Obiettivi:
a - Elenchi tutti i riferimenti biblici delle letture riportati nel commento sulla IV Domenica di Pasqua.
b - Secondo il commento sulla IV Domenica di Pasqua, in quale data cade la celebrazione?
c - Trascriva senza alcuna modifica una parte del commento sulla IV Domenica di Pasqua: cominci dalle parole "ANNO A – 7 maggio" e si fermi dopo "relativa al fare.".

Brano fornito:
IV Domenica di Pasqua (A)

La Parola
Commento di Cettina Militello
Vita Pastorale (n. 4/2017)



ANNO A – 7 maggio 2017
IV Domenica di Pasqua

At 2,14a.36-41
1Pt 2,20b-25
Gv 10,1,10
(Visualizza i brani delle Letture)


IL BUON PASTORE
HA CURA DELLE PECORE

«All'udire queste cose si sentirono trafiggere il cuore e dissero a Pietro e agli altri apostoli: "Che cosa dobbiamo fare, fratelli?"». Assumiamo come filo rosso di questa domenica i sentimenti e le parole di alcuni tra quanti hanno ascoltato Pietro al mattino di Pentecoste. Ci guidano anche alla comprensione del testo apostolico e del testo evangelico. Non possiamo, infatti, ascoltare la Parola che ci convoca alla conversione e alla fede senza sentirne trafitto il nostro cuore. Né possiamo fermarci alla sola emozione. La parola di Dio chiede di essere accolta e attuata. Da qui la domanda relativa al fare.

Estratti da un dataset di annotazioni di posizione
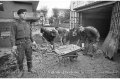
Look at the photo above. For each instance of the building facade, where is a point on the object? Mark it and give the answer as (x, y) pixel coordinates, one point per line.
(103, 15)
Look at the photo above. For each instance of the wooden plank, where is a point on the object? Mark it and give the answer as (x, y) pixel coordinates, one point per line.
(65, 49)
(110, 46)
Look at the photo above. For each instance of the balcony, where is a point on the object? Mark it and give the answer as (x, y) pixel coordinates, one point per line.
(29, 16)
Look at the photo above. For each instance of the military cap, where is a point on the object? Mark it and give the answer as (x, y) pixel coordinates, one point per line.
(21, 11)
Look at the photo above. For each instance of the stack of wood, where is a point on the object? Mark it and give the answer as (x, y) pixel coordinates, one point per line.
(65, 49)
(111, 43)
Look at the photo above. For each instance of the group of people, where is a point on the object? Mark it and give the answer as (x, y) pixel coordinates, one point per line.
(22, 41)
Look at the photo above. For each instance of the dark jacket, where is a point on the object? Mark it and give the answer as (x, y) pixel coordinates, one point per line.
(19, 30)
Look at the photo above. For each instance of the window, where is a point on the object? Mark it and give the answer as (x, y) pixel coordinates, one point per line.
(1, 6)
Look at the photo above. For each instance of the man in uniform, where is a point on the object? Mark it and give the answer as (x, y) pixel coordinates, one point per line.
(22, 41)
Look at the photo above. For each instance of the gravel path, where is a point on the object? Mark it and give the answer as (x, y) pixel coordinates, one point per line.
(83, 67)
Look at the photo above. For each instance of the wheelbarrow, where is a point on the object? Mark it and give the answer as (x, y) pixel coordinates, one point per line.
(67, 51)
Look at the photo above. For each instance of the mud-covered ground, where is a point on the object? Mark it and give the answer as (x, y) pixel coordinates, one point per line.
(48, 66)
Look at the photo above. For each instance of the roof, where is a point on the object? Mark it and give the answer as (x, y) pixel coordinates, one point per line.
(94, 5)
(34, 3)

Le risposte:
a -
- At 2,14a.36-41
- 1Pt 2,20b-25
- Gv 10,1,10

b - Il 7 maggio 2017.

c -
ANNO A – 7 maggio 2017
IV Domenica di Pasqua

At 2,14a.36-41
1Pt 2,20b-25
Gv 10,1,10
(Visualizza i brani delle Letture)


IL BUON PASTORE
HA CURA DELLE PECORE

«All'udire queste cose si sentirono trafiggere il cuore e dissero a Pietro e agli altri apostoli: "Che cosa dobbiamo fare, fratelli?"». Assumiamo come filo rosso di questa domenica i sentimenti e le parole di alcuni tra quanti hanno ascoltato Pietro al mattino di Pentecoste. Ci guidano anche alla comprensione del testo apostolico e del testo evangelico. Non possiamo, infatti, ascoltare la Parola che ci convoca alla conversione e alla fede senza sentirne trafitto il nostro cuore. Né possiamo fermarci alla sola emozione. La parola di Dio chiede di essere accolta e attuata. Da qui la domanda relativa al fare.